Entries in a dataset
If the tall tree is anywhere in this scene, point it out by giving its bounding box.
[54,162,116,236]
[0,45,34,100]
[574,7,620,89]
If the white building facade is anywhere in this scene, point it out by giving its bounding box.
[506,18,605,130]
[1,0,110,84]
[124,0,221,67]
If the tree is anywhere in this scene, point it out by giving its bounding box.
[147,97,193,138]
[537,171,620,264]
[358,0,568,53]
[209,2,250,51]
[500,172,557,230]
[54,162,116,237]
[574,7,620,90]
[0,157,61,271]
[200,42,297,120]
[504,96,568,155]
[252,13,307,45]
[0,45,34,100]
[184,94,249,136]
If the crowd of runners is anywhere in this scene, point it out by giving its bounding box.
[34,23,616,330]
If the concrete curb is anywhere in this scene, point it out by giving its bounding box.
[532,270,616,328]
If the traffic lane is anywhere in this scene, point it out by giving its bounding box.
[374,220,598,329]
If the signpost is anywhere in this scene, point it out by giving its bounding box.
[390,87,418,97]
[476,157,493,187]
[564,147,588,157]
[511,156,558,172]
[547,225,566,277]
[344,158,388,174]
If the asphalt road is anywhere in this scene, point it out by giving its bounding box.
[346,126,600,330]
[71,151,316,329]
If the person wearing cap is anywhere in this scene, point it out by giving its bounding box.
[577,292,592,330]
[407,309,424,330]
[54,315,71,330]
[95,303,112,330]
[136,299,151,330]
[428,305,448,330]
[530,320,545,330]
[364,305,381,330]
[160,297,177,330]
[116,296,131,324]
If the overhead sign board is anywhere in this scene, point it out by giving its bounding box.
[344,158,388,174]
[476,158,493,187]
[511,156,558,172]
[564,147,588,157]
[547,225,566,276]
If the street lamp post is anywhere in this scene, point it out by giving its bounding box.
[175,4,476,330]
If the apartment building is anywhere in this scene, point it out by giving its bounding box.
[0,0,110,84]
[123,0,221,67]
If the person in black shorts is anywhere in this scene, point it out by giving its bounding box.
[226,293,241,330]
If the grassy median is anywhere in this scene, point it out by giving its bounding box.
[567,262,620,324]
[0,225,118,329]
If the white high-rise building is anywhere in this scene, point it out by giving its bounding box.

> What the task requires: Return all of the entries above word for word, keeping their order.

> Solution to the problem:
If the tall tree is anywhere in this scene, point it out by giving its bounding box.
[54,162,116,236]
[0,45,34,100]
[574,7,620,89]
If the white building facade is anywhere in this scene, point it out by giving its bounding box.
[506,18,605,130]
[1,0,110,84]
[124,0,221,67]
If the tree is anywhere in this scene, point it out by giving its bounding box.
[147,97,193,138]
[537,171,620,264]
[358,0,568,53]
[209,2,250,51]
[500,172,557,230]
[54,162,116,237]
[574,7,620,90]
[0,157,61,271]
[200,42,297,120]
[504,96,568,155]
[252,13,307,45]
[0,45,34,100]
[184,94,249,136]
If the crowd of runners is anywhere in this scene, point it out by giving its bounding box.
[34,23,616,330]
If the concrete curb is anywhere in this scene, point it out by giving its bounding box.
[532,270,616,328]
If the traffic lane is anywhere in this scene, point it out by giving its bounding box.
[374,220,598,329]
If the signpost is anywhere in this scene, point it out by giving its bounding box.
[390,87,418,97]
[476,157,493,187]
[564,147,588,157]
[511,156,558,172]
[547,225,566,277]
[344,158,388,174]
If the asphalt road is anywhere in this scene, point it out by giving its bounding box.
[346,126,600,330]
[71,151,316,329]
If the person wearing cap is anywhere in this scene, point it out by giving its bounding box.
[577,292,592,330]
[407,309,424,330]
[54,315,71,330]
[95,303,112,330]
[136,299,151,330]
[428,305,448,330]
[530,320,545,330]
[364,305,381,330]
[160,297,177,330]
[116,296,131,324]
If the overhead sign board is anywhere in this scene, point it out by giving its bounding box.
[344,158,388,174]
[476,158,493,187]
[511,156,558,172]
[564,147,588,157]
[547,225,566,276]
If the street lamp post is anywhere in this scene, point it out by giving its bounding box.
[175,4,476,330]
If the apartment building is anywhere in this scene, point it out by giving its bounding box.
[0,0,110,84]
[123,0,221,67]
If the person in black shorts is anywhere in this scene, point it out by giving its bounding box.
[226,293,241,330]
If the grassy median is anywhere in this scene, point it out by giving its bounding box.
[567,262,620,324]
[0,225,118,329]
If the white high-rise building is anywhere in this scene, point it out by giving its bounding box.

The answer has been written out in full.